#### The problem
Output exactly, please, the lines of the records below from the one containing "Target — car windshield." through the final line.

### Information supplied

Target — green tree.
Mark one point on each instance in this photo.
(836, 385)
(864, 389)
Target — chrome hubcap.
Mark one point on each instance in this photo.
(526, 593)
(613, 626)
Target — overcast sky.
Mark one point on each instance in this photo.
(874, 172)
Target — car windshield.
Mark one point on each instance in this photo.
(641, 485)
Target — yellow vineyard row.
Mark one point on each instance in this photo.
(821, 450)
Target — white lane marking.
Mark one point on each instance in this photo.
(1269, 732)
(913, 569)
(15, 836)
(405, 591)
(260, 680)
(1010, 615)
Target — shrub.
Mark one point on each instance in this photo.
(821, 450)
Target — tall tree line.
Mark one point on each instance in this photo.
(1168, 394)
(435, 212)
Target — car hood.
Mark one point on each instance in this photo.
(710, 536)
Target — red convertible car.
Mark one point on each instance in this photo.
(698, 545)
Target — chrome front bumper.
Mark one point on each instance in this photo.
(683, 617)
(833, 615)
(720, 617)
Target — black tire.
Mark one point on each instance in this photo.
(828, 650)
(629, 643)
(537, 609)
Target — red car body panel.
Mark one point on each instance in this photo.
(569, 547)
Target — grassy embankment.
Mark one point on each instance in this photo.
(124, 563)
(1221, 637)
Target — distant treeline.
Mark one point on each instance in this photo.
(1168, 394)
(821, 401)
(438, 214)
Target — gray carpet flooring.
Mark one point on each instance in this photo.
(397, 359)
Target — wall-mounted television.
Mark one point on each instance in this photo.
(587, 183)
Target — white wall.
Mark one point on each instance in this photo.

######

#### Response to the task
Target — car windshield.
Mark one point on each instance in this photo.
(641, 485)
Target — yellow vineyard row.
Mark one point on each instance in this photo.
(821, 450)
Target — white lane marking.
Mark one point on each instance in this photo.
(1269, 732)
(913, 569)
(15, 836)
(405, 591)
(260, 680)
(1010, 615)
Target — shrub.
Mark one point on each instance in this photo.
(821, 450)
Target — tall tree line.
Mark one point on each instance in this photo.
(1168, 394)
(435, 212)
Target — car hood.
Mark one point on each instance in this photo.
(710, 536)
Target — red convertible car.
Mark one point on each instance in this photo.
(698, 545)
Target — chrome front bumper.
Mark one point on each instance in this photo.
(683, 617)
(833, 615)
(720, 617)
Target — black tire.
Mark one point on each instance in this photo.
(828, 650)
(629, 643)
(537, 609)
Target — red car body panel.
Mark one point on each instance in this photo.
(569, 547)
Target — grassy embankment.
Mark one point on each instance in this photo.
(124, 563)
(1221, 637)
Target — distant treeline.
Mark one point on each instance in this photo.
(1168, 394)
(821, 401)
(438, 214)
Target — gray carpet flooring.
Mark one point on each instance in this photo.
(397, 359)
Target — wall-mounted television.
Mark one point on each instance in this photo.
(587, 183)
Target — white wall.
Mark one point on each instance in this photo.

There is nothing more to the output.